--- Start of Document section ---
According to the official cargo discharge records, the refinery successfully processed 21.47 million barrels of crude oil in May 2026 at a total cost of $2.68bn. This was followed by an additional import volume of 18.93 million barrels in June 2026, valued at $1.80bn.
The financial data highlights a significant monthly shift, with the average landed cost per barrel declining from $124.80 in May to $95.25 in June.

This represents a sharp drop of nearly 24 percent within a single month, a trend driven by changing cargo grades, enhanced freight logistics, and evolving global supply dynamics.
To satisfy its massive processing requirements, the refinery utilized a diverse procurement strategy, blending international streams with premium West African crude grades.
The inventory breakdown shows that shipments included domestic varieties such as Bonny Light, Forcados, Qua Iboe, Amenam, and Escravos, alongside foreign blends like El Sharara, Agbami, and Cabinda.
May’s heightened averages were heavily influenced by premium-priced cargoes, including shipments of El Sharara and Bonga that breached the $130 per barrel mark.
Conversely, June witnessed an easing of fiscal pressure, with multiple West African shipments, particularly Amenam and Escravos, clustering at more economical rates between $90 and $94 per barrel.
--- End of Document section ---
= Task details =
Extend the report on the refinery's May and June 2026 crude oil imports, beginning after its final sentence. The data is not required for this exercise.
--- Start of Dataset rows ---
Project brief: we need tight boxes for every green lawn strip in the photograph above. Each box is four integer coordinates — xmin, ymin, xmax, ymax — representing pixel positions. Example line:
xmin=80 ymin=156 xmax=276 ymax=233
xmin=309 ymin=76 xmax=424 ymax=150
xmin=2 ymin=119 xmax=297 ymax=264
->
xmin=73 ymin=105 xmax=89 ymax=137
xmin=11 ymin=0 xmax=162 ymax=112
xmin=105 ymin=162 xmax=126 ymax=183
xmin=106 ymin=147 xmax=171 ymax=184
--- End of Dataset rows ---
= Result of this task =
In an official statement addressing these figures, the Dangote Petroleum Refinery emphasized that its product pricing does not move in tandem with daily media-reported ICE Brent quotes.
Because refinery feedstock is purchased under commercial contracts weeks or months in advance on a Dated Brent plus market premium basis, current fuel output reflects older, significantly higher-priced inventories.
The refinery management further noted that it deliberately absorbed a substantial portion of these elevated feedstock costs rather than immediately transferring the burden to Nigerian consumers, thereby actively shielding the domestic market from extreme global inflation and volatile energy market swings.
Looking forward, the company assured the public that as these lower-cost June inventories integrate fully into the production cycle, Nigerians can expect a steady moderation in local fuel prices.